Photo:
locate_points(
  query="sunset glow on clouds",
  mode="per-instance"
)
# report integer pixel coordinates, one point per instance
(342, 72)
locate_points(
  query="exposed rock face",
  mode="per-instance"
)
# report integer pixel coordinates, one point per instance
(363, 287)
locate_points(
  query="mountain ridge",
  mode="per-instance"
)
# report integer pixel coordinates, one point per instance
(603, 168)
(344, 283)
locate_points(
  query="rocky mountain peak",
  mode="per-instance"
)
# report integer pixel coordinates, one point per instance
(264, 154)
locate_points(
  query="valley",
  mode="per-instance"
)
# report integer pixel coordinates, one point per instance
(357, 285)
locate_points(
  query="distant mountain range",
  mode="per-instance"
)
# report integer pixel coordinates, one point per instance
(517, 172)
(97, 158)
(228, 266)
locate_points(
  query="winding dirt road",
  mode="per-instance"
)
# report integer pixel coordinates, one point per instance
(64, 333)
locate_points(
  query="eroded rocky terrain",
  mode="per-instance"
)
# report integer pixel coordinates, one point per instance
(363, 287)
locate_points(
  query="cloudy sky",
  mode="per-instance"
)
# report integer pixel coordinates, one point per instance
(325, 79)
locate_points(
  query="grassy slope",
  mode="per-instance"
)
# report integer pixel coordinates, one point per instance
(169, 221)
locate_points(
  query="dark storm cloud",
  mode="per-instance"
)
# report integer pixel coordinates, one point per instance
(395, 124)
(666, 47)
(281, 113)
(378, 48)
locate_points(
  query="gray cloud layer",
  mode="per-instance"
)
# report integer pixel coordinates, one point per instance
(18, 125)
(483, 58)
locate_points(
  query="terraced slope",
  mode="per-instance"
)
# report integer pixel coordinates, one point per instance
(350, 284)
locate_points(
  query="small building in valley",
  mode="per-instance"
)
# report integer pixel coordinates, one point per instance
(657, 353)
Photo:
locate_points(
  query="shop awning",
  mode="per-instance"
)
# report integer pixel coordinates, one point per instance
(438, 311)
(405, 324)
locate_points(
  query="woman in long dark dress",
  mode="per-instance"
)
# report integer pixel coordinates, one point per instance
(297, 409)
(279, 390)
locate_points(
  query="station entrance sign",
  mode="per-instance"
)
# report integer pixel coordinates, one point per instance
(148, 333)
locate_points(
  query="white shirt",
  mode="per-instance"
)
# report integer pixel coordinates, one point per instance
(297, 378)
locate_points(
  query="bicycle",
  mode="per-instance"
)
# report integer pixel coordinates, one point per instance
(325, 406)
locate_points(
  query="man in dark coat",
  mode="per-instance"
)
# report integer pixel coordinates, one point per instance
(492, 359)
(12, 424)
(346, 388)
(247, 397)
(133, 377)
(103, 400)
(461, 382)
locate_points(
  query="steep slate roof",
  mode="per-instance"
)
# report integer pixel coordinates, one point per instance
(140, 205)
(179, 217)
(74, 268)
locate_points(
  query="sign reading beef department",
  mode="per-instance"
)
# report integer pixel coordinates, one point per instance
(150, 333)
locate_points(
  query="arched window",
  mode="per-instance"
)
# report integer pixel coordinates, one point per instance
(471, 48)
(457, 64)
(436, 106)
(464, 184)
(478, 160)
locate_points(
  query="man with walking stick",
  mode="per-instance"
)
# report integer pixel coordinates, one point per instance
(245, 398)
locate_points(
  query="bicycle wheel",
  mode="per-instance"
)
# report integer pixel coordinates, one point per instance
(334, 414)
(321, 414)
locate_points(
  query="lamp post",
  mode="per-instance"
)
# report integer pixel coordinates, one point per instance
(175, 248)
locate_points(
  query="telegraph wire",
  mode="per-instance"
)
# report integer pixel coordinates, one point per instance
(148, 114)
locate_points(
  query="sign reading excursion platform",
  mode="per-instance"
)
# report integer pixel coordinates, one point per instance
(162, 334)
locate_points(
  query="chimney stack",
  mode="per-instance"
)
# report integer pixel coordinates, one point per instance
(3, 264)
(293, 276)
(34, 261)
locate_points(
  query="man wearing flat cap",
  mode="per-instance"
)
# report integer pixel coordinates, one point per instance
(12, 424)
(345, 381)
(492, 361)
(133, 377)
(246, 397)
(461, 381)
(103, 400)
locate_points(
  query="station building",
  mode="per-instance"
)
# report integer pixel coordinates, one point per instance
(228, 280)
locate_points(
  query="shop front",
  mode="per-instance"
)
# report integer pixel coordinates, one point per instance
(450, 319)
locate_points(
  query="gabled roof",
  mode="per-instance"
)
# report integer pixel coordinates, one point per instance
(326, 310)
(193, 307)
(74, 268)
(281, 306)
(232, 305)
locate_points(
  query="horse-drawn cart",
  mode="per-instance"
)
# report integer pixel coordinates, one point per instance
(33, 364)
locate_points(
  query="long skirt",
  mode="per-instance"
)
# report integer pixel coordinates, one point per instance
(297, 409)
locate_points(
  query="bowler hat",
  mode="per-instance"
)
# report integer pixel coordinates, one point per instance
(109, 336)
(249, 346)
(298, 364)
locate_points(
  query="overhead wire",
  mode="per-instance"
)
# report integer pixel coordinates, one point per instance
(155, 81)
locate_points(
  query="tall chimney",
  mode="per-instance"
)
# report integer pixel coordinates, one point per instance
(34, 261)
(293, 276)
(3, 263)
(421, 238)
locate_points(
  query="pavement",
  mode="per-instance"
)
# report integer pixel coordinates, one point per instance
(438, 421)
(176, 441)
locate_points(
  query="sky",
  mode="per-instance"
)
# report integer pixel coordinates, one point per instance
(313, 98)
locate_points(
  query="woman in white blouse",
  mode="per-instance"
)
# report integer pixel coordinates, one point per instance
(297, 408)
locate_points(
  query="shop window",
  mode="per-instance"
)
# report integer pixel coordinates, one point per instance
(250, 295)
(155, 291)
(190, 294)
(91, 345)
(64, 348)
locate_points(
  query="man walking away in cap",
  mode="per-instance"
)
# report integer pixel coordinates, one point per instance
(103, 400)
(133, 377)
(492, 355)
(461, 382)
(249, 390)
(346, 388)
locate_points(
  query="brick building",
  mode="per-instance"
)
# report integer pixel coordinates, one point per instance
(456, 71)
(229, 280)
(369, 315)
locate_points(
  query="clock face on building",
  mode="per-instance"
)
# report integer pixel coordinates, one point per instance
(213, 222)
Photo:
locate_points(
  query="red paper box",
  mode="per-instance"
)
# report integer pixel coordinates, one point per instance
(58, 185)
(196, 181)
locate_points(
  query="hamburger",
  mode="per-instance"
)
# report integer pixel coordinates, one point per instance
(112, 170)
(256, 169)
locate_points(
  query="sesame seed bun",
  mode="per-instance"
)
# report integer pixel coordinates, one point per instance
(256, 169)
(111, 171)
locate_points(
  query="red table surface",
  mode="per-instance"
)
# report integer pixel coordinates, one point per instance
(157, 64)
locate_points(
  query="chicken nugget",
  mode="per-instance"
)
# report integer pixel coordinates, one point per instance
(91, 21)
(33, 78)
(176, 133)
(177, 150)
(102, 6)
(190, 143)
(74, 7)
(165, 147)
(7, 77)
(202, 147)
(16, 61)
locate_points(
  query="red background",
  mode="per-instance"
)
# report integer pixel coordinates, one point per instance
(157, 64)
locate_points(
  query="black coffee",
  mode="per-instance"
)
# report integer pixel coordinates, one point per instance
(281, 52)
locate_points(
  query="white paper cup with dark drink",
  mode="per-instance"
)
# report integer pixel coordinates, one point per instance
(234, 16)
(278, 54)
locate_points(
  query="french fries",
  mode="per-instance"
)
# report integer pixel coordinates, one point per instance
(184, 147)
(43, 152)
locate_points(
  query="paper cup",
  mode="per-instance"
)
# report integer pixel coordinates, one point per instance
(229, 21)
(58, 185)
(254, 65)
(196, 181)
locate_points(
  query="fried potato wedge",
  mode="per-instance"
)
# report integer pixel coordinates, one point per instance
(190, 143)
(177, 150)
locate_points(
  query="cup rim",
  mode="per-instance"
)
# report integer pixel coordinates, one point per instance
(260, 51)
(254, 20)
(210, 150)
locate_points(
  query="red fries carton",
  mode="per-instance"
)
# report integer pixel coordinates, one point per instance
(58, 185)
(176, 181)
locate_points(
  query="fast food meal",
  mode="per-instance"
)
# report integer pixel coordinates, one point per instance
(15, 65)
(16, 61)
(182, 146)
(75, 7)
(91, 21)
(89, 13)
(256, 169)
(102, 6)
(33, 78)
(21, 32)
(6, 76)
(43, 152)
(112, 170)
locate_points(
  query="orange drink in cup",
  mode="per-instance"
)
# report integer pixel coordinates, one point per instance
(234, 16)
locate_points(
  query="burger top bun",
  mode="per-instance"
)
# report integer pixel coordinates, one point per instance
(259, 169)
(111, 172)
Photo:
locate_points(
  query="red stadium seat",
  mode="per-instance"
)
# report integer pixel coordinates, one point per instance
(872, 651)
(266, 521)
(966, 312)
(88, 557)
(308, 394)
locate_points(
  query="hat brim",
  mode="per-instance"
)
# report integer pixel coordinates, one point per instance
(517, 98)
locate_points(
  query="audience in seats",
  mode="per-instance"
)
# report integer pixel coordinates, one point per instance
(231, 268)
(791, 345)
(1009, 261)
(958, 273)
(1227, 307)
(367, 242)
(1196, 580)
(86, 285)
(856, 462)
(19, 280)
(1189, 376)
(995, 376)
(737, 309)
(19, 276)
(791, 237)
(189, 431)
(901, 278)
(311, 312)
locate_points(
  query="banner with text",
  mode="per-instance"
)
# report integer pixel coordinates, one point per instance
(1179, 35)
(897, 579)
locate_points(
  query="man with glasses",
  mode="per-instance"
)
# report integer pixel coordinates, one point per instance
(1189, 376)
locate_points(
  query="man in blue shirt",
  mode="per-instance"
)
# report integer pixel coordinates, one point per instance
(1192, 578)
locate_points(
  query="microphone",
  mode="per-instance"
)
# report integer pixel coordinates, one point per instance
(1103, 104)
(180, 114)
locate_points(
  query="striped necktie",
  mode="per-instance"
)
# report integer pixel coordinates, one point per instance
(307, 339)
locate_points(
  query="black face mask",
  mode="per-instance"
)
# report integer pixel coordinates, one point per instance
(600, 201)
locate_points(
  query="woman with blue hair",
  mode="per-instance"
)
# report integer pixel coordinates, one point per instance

Exercise aim: Filter the rows above, copying each line that contains the string "fries". Match case exactly.

Answer to this problem:
  query="french fries",
  query="red fries carton",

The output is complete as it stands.